▶ _EXERCISE AIM_:
Format the lines below as a numbered list, leaving out blank lines and any pictures.

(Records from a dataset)
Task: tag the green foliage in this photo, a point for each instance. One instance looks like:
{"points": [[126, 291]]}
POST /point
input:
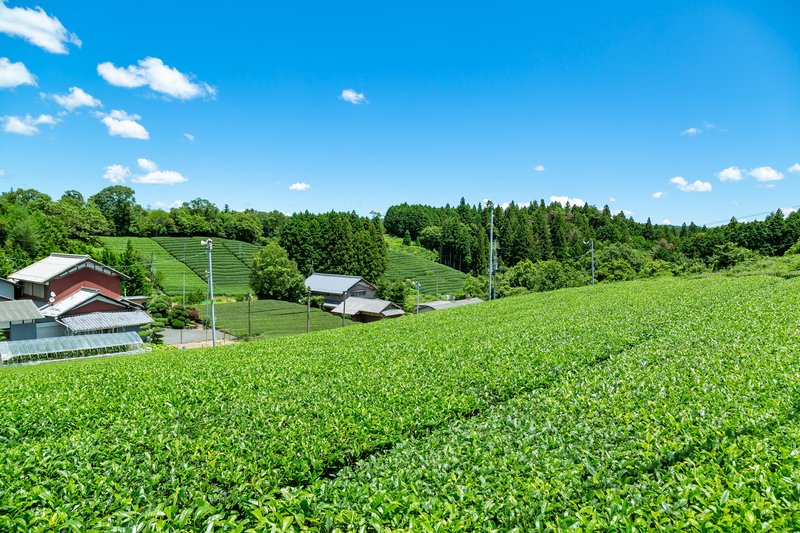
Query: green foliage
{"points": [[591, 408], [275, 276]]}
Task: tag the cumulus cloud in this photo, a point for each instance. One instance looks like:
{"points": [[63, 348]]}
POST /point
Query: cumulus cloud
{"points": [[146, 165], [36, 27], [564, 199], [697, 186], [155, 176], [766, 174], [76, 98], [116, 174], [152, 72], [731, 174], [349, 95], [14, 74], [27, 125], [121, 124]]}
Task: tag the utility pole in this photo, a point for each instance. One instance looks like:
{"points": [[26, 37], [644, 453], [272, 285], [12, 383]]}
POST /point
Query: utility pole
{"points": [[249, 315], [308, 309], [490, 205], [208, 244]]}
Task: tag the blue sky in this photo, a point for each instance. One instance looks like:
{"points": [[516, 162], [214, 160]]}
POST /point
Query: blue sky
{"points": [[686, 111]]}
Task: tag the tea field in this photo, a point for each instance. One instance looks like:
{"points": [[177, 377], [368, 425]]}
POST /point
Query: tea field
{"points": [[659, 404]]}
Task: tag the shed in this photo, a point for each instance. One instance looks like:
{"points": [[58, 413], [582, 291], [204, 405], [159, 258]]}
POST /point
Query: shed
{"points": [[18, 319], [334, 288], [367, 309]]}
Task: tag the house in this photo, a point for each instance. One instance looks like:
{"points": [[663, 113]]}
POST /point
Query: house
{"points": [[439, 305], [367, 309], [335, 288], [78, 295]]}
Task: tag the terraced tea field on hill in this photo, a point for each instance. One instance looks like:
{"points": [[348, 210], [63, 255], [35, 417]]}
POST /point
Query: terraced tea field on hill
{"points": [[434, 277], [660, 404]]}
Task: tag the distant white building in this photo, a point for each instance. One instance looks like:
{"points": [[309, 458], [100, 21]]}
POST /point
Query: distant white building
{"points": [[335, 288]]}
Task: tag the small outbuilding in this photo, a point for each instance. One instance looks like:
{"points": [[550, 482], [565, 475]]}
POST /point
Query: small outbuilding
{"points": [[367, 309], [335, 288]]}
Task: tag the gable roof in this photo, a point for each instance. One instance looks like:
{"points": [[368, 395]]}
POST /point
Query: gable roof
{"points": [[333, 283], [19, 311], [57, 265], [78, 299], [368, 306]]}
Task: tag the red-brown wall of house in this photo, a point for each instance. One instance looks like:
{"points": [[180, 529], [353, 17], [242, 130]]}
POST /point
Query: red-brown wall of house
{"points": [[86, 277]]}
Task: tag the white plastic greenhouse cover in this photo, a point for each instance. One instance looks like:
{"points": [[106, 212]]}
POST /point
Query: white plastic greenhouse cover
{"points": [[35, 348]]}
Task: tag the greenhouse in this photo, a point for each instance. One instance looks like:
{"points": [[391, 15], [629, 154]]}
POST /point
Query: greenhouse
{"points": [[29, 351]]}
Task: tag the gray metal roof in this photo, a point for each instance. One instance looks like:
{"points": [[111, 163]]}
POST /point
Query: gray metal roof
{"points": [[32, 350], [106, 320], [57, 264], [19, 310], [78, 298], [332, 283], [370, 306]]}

▶ _FULL OUTPUT_:
1. Task: tag the green foliage in this photo, a point for each instance. One instance looks like:
2. {"points": [[126, 291]]}
3. POST /point
4. input:
5. Query: green foliage
6. {"points": [[591, 408], [275, 276]]}
7. Task: tag the cumulus cloud in this photo, a point for each instance. One instance looks like:
8. {"points": [[63, 348]]}
9. POST /point
10. Query: cumulus cloud
11. {"points": [[146, 165], [36, 27], [564, 199], [697, 186], [155, 176], [766, 174], [76, 98], [116, 174], [152, 72], [731, 174], [349, 95], [14, 74], [27, 125], [121, 124]]}
12. Task: tag the utility pole in this photo, a point for each instance. One instance looks like:
13. {"points": [[26, 37], [644, 453], [272, 285], [12, 383]]}
14. POST /point
15. Query: utility pole
16. {"points": [[249, 315], [308, 309], [490, 205], [208, 244]]}
17. Task: tag the blue sky in this photo, a point for each instance. One instance looks like:
18. {"points": [[516, 162], [214, 160]]}
19. POST /point
20. Query: blue sky
21. {"points": [[686, 111]]}
22. Task: tag the tea field in this photo, a point for each instance. One instance looks like:
23. {"points": [[177, 377], [368, 425]]}
24. POST /point
25. Query: tea field
26. {"points": [[659, 404]]}
27. Task: tag the shed in this photo, a point for each instance. One instance looks like:
28. {"points": [[58, 413], [582, 291], [204, 405], [159, 258]]}
29. POST /point
30. Query: shed
31. {"points": [[18, 319], [334, 288], [367, 309]]}
32. Task: tag the house in this photo, a point for each instance. One instance looks like:
33. {"points": [[663, 113]]}
34. POST /point
35. Query: house
36. {"points": [[439, 305], [367, 309], [335, 288], [78, 295]]}
37. Task: tag the terraced tea field on hill in this photo, a point for each instance. One instance looks like:
38. {"points": [[348, 210], [63, 255], [35, 417]]}
39. POST /point
40. Query: terraced tea field on hill
41. {"points": [[434, 277], [660, 404]]}
42. Task: tag the distant white building in this photo, a point for each instance. One instance looks like:
43. {"points": [[309, 458], [100, 21]]}
44. POST /point
45. Query: distant white building
46. {"points": [[335, 288]]}
47. Task: tag the small outbuilding in this photo, a point for each instance. One instance looks like:
48. {"points": [[550, 482], [565, 475]]}
49. POST /point
50. Query: small outbuilding
51. {"points": [[367, 309], [335, 288]]}
52. Task: tag the gable roof in this photo, a point for each instance. One instance looks like:
53. {"points": [[368, 395]]}
54. POST /point
55. Query: gable roof
56. {"points": [[333, 283], [19, 311], [57, 265], [78, 299], [368, 306]]}
57. Task: tag the red-brown wall of house in this photo, a point for each instance. One instance looks like:
58. {"points": [[180, 529], [353, 17], [242, 130]]}
59. POST /point
60. Query: red-brown wall of house
61. {"points": [[86, 277]]}
62. Task: tag the white plastic greenhouse cover in this photo, a point for each instance. One instance looks like:
63. {"points": [[106, 212]]}
64. POST /point
65. Query: white plastic greenhouse cover
66. {"points": [[35, 348]]}
67. Task: tag the greenhouse in this photo, a point for each instance. One instance looks like:
68. {"points": [[391, 15], [629, 154]]}
69. POST /point
70. Query: greenhouse
71. {"points": [[29, 351]]}
72. Task: tag the gray metal roof in this photo, a point for each instance. One instance looks like:
73. {"points": [[111, 163]]}
74. POST /point
75. Query: gray metal roof
76. {"points": [[32, 350], [106, 320], [57, 264], [19, 310], [78, 298], [332, 283], [370, 306]]}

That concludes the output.